▶ [Task to complete]:
Rewrite the listing below with every "Target" switched to "Label", leaving everything else unchanged.

━━ Supplied data ━━

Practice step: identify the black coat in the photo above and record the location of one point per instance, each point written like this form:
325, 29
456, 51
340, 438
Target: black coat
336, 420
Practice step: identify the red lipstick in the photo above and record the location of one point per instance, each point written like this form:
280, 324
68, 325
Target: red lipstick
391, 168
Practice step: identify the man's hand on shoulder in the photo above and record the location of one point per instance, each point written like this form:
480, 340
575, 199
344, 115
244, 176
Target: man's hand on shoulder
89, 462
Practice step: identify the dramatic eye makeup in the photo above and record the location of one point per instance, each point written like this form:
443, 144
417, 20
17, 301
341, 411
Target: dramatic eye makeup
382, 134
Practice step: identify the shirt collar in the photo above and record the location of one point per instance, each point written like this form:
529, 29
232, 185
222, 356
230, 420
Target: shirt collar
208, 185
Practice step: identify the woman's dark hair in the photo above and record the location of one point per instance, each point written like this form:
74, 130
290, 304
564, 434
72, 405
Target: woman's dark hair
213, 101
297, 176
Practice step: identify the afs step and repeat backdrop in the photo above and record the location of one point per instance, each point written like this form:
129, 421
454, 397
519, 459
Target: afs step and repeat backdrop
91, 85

━━━

▶ [Output below]:
Practice step: identify the black coat in the photo above and record the location of one point per instance, each point written like this form:
325, 29
456, 51
340, 438
Label: black coat
336, 420
Practice step: identify the red lipstick in the photo above and record the location of one point per instance, each point written like this form:
280, 324
68, 325
Label: red lipstick
391, 168
Practice step: identify the man's hand on shoulder in the photo above and record the location of one point per instance, each point written like this form:
480, 340
575, 199
344, 115
244, 176
Label: man's hand on shoulder
89, 462
Practice step: identify the dramatic eye makeup in the photo above and record the location of one point per instance, each point written like this form:
443, 144
417, 20
17, 301
341, 411
Label: dramatic eye makeup
382, 134
Practice step: identify the shirt collar in the photo above and record the location of one point per instance, each point written like this form:
529, 29
232, 185
222, 356
230, 420
Label: shirt collar
208, 185
Practice step: identify the woman's dark hair in the photo above and record the location of one point per instance, each point written like this form:
74, 130
290, 304
564, 434
72, 405
Label: woman's dark hair
213, 101
297, 176
Practice step: identify the afs step and repeat backdrop in the photo above and record the location of one point per instance, each point written like this form:
129, 421
454, 397
519, 459
Label: afs step and repeat backdrop
91, 85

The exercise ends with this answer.